= Task objective =
Restate every line of the material, word for word.

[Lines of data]
(begin)
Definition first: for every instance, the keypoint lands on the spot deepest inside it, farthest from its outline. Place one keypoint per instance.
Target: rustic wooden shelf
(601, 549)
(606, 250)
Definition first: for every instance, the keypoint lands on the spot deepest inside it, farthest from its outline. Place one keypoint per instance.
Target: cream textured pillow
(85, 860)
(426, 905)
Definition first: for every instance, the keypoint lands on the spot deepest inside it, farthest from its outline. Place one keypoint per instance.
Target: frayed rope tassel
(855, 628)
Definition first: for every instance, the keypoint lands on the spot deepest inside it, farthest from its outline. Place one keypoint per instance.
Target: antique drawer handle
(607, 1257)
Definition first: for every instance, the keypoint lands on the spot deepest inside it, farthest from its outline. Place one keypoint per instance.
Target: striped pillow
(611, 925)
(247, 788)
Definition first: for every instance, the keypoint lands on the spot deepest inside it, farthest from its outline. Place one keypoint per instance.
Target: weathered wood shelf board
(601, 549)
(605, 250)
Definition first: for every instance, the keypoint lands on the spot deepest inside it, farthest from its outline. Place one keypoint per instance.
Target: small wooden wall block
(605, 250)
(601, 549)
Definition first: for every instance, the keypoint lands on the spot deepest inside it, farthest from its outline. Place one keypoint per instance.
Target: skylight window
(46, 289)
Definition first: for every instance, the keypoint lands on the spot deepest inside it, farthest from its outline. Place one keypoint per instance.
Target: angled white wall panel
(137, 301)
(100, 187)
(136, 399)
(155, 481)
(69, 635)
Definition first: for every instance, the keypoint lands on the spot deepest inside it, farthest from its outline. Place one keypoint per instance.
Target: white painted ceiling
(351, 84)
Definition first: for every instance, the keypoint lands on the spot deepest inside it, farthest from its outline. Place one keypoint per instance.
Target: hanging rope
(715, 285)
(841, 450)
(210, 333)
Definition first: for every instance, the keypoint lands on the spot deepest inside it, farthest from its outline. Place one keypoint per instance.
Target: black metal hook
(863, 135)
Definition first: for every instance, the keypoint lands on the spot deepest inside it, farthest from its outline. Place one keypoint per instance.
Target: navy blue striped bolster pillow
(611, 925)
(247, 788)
(end)
= Answer below =
Definition first: for every instance, the keypoint lands on the spot deepest inside it, farthest from its outline. Place one keypoint per instance.
Target: rustic wooden shelf
(601, 549)
(606, 250)
Definition first: for every instance, the keypoint lands on the spot deepest inside it, farthest from its outline. Place one keypoint per instance.
Target: cream textured pillow
(85, 860)
(426, 905)
Definition first: for every instance, the keypoint lands on the spot deepest inside it, farthest from its outline. Place one keypoint per instance.
Target: frayed rope tassel
(855, 628)
Definition first: for every instance, the keypoint lands on the spot deepest inside it, farthest from its outline. Place one keypoint per instance.
Target: antique drawer handle
(607, 1257)
Definition first: for every instance, the keypoint lands on the spot deepest inside it, farthest from its outline. Place one keypoint per instance.
Target: striped pillow
(611, 925)
(247, 788)
Definition first: for every instance, the keypoint lands on the spot deepest inside it, farthest from its outline. Place one keypoint per instance.
Target: weathered wood shelf board
(601, 549)
(605, 250)
Definition first: for every instance, the keypoint lands on the spot deepest inside it, farthest from its outline. Place one keypoint per instance.
Target: small wooden wall block
(605, 250)
(601, 549)
Definition first: for every instance, the keypoint lands on the spot deepest inside it, farthest from its outline. Place one keypoint per instance.
Target: skylight window
(46, 289)
Definition first: for every instance, the keypoint lands on the spot deepest inside it, farthest from its outline. Place one keypoint per instance.
Target: angled white wall panel
(137, 301)
(100, 187)
(136, 399)
(155, 481)
(69, 635)
Definition first: for every instance, the keypoint lands on the spot deepest inside it, farthest from its outline. Place one keypoint per instance.
Target: white painted ceiling
(351, 84)
Definition first: for every instance, the keypoint lands on the spot deepest inside it, farthest from its outline. Place one keypoint per instance.
Target: hanging rope
(715, 285)
(841, 450)
(210, 333)
Definition first: for every instance, the keypoint lands on the spot deepest inside it, farthest from its outline. Place one keypoint per instance.
Target: black metal hook
(863, 135)
Definition first: for every instance, the keypoint lands on the spot deepest inside it, farthest from its outline. Place one keypoint per instance.
Target: navy blue striped bolster pillow
(611, 925)
(247, 788)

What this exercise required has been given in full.